### Exercise goal
Scan the records below. List lines holding "star".

### Exercise input
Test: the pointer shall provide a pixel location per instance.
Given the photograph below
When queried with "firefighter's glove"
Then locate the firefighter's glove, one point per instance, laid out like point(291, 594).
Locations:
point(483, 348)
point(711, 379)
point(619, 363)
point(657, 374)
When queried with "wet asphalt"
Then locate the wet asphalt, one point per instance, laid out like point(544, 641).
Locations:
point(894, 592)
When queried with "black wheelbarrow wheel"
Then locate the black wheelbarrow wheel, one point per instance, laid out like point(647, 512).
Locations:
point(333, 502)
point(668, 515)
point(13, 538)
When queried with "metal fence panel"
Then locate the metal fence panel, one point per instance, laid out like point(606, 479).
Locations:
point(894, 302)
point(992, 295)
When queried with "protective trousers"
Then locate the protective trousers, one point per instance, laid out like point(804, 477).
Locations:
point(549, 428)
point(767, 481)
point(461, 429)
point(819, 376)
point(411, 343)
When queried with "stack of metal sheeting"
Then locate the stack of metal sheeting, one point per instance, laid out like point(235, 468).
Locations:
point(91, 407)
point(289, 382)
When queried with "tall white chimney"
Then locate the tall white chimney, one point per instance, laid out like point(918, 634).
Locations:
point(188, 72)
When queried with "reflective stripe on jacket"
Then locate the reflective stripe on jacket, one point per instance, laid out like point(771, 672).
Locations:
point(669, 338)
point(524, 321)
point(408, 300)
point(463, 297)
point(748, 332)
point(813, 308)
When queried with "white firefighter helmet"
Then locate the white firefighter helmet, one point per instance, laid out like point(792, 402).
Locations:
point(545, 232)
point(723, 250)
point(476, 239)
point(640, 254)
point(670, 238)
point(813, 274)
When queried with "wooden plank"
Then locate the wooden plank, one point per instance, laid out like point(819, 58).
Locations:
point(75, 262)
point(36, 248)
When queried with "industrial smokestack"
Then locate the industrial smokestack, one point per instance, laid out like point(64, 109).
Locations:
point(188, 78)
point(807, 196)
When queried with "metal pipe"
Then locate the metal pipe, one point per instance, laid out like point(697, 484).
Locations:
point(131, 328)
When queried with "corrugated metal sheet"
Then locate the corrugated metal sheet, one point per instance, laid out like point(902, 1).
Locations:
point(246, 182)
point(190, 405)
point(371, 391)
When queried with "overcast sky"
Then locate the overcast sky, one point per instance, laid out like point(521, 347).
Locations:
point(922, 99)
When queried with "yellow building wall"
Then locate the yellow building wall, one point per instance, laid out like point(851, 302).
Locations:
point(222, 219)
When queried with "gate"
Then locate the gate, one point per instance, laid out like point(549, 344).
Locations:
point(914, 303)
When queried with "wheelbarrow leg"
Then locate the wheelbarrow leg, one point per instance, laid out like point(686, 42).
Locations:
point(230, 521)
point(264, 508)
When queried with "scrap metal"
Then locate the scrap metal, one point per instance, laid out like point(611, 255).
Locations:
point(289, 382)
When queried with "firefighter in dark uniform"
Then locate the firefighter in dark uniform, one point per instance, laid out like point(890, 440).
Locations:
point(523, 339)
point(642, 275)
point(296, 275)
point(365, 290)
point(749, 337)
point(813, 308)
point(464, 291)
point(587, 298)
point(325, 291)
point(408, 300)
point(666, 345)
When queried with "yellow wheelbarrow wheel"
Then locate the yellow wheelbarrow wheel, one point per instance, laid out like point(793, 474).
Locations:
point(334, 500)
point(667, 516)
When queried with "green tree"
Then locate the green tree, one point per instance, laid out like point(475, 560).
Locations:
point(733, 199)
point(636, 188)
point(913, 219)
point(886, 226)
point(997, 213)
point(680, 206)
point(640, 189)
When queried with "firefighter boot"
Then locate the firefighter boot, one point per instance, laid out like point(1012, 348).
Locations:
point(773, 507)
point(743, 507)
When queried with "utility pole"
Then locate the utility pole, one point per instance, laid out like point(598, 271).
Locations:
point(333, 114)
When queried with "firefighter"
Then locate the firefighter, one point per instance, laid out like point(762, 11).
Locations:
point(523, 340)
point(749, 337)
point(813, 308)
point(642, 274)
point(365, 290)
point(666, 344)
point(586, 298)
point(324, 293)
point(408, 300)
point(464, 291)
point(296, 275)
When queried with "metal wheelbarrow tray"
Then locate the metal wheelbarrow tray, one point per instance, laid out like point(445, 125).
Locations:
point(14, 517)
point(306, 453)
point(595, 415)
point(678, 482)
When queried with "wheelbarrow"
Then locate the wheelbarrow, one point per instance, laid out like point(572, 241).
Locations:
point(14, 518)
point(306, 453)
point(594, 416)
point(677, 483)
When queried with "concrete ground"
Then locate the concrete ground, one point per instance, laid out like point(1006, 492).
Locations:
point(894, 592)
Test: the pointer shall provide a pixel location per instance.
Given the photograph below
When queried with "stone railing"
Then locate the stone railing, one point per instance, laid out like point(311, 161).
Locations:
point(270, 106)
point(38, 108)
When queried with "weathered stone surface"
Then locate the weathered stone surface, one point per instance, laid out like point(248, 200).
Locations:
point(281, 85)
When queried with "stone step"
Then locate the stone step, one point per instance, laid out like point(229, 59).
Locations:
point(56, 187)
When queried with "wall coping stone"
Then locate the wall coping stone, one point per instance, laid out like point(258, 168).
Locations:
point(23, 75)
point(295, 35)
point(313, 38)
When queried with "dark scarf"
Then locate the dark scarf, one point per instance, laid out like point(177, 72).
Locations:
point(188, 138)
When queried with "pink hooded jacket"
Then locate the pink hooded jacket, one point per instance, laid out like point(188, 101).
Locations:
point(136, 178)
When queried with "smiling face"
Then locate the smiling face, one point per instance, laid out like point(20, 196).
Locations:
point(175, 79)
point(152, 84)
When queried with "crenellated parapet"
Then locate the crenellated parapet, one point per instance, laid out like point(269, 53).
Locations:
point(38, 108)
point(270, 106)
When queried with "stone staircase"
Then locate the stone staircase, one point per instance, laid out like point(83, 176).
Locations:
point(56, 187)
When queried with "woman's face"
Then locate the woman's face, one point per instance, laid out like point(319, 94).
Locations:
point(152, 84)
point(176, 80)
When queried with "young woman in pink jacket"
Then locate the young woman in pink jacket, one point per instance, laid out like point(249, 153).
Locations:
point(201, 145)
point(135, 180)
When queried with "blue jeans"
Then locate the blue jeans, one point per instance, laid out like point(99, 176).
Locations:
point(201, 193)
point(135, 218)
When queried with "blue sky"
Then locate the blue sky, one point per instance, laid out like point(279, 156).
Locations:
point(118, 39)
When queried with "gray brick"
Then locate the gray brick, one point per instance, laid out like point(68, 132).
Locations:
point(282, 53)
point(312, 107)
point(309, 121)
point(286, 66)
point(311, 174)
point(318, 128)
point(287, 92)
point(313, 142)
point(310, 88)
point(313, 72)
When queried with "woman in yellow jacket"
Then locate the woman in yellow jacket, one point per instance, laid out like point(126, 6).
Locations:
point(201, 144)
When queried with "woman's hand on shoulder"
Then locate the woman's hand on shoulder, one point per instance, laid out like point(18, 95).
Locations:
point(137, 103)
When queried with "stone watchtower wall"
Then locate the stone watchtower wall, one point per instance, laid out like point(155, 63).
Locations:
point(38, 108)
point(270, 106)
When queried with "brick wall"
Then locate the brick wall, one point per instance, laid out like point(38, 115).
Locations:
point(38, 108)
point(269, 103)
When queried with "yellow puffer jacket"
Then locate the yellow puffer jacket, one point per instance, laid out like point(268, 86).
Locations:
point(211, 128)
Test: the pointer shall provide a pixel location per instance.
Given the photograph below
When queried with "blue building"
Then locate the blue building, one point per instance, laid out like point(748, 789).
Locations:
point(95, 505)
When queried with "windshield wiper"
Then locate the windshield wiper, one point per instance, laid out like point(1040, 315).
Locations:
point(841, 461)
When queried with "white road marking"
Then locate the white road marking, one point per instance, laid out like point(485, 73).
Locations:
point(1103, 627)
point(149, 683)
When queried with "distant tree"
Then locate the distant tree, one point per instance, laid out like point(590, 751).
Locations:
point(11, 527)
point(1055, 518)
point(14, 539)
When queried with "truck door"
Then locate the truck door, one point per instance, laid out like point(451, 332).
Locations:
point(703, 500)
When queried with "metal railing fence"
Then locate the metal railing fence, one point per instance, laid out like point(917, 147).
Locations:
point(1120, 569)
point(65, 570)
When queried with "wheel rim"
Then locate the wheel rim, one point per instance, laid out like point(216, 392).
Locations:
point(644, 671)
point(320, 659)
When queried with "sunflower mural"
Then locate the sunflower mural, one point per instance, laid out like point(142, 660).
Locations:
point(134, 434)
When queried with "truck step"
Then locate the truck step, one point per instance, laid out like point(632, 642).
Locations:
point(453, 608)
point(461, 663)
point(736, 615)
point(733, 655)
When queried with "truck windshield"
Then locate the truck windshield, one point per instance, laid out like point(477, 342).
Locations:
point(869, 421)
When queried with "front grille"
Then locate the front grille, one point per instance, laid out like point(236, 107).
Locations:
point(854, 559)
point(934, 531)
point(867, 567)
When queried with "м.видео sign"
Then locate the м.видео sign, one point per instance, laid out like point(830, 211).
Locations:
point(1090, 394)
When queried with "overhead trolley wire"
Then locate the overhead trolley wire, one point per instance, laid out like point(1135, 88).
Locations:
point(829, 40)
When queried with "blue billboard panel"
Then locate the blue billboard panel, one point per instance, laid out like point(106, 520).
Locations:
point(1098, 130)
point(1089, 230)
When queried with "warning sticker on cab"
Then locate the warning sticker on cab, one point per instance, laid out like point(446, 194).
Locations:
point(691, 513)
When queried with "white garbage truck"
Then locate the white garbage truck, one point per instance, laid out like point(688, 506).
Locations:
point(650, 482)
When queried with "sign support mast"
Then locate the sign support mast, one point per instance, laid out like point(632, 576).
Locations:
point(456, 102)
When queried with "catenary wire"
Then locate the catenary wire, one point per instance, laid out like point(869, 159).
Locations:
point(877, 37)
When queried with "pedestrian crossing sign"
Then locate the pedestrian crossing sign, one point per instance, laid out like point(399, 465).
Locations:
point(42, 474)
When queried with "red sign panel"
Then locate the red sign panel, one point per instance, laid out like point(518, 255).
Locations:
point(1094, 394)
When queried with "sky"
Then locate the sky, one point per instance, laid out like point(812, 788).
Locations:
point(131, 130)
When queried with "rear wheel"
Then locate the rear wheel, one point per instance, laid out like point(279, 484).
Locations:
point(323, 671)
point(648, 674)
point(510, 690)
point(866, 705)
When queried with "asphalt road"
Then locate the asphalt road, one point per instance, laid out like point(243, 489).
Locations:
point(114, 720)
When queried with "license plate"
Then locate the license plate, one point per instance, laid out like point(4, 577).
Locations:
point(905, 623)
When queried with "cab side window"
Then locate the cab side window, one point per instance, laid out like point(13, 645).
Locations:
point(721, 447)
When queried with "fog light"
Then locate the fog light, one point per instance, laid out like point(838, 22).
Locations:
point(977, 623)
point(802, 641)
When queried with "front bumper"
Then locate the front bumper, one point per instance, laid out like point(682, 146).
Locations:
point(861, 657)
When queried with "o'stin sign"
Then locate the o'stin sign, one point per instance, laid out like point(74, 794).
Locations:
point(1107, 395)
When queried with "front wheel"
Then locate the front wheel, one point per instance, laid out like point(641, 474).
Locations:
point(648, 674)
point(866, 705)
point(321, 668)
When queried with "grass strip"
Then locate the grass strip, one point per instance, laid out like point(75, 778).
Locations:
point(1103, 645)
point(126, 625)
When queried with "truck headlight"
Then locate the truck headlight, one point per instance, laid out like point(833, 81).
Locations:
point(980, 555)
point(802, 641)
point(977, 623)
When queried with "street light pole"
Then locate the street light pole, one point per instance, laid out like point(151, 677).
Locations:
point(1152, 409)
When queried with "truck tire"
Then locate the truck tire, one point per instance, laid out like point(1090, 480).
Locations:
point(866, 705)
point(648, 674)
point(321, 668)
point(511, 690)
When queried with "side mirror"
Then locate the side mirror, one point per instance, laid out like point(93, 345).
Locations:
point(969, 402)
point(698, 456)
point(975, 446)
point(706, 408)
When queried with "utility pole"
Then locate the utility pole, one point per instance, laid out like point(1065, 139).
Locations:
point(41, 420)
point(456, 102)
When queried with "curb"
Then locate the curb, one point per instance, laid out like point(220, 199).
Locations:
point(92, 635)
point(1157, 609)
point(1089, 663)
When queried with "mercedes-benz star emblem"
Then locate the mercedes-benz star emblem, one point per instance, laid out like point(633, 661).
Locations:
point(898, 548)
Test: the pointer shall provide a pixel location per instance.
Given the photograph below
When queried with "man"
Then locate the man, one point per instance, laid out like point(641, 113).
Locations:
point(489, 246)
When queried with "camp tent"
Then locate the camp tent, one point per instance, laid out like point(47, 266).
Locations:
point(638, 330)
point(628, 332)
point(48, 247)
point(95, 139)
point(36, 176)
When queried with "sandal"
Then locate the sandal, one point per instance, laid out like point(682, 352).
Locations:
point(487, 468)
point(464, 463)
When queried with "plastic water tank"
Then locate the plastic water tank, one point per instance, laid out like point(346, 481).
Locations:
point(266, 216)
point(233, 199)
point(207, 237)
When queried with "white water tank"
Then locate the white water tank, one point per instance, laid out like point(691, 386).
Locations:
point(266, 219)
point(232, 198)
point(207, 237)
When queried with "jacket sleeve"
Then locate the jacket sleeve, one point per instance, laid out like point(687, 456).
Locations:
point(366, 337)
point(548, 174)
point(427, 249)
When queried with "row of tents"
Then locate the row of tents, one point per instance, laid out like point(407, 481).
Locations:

### Response area
When queried with "mercedes-benz star emblem"
Then locate the mercedes-benz star emblem, one point per instance, laid out like point(633, 661).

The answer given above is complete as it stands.